(Point labeling rows)
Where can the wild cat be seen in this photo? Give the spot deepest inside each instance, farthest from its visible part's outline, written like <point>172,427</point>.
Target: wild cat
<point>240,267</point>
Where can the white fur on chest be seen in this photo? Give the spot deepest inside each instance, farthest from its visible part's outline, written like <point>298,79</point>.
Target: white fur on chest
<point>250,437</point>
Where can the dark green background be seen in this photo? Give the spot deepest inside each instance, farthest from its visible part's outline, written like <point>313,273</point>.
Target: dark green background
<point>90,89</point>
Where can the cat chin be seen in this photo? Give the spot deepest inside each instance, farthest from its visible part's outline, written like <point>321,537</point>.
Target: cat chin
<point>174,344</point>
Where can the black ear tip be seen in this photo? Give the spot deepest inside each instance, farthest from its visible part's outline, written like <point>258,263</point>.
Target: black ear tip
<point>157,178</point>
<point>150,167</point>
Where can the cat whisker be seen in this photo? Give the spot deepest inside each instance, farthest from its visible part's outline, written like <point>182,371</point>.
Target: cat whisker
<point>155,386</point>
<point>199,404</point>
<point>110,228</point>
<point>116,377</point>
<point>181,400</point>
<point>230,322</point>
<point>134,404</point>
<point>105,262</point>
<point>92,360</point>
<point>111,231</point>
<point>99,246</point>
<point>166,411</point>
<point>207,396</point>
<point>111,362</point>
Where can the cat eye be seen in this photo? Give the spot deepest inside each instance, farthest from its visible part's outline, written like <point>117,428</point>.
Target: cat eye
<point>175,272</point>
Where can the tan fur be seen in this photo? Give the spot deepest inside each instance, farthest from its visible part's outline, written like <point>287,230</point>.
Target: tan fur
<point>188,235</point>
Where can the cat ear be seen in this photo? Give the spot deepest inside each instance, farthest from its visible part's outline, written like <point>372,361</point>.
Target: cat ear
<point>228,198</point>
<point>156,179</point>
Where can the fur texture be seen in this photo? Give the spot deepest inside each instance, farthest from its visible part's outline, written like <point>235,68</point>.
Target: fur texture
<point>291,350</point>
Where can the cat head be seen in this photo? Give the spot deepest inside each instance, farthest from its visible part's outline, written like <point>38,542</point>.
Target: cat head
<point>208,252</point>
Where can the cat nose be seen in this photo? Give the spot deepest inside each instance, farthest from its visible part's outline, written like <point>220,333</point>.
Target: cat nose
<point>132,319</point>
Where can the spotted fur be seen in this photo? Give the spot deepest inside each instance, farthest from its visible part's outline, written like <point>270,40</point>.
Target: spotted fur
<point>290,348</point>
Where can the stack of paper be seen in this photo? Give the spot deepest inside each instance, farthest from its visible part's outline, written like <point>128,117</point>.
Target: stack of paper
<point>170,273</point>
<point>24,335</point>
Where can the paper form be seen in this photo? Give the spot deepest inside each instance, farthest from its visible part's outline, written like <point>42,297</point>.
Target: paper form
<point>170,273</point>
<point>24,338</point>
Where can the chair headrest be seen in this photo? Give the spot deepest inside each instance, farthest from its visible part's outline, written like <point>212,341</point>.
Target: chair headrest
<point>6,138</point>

> Work to be completed
Copy the rows verbatim, starting at the line that contains "Where can the paper" and continuing through the final row. Include both of those lines.

> Task output
Where can the paper form be seen in this photo? Give the spot deepest inside each instance, farthest from its visible part's outline, written like <point>42,297</point>.
Target: paper form
<point>170,273</point>
<point>24,338</point>
Where can the chair headrest be seen in this photo? Give the spot deepest inside each instance, farthest from its visible part's outline, written like <point>212,341</point>.
Target: chair headrest
<point>6,138</point>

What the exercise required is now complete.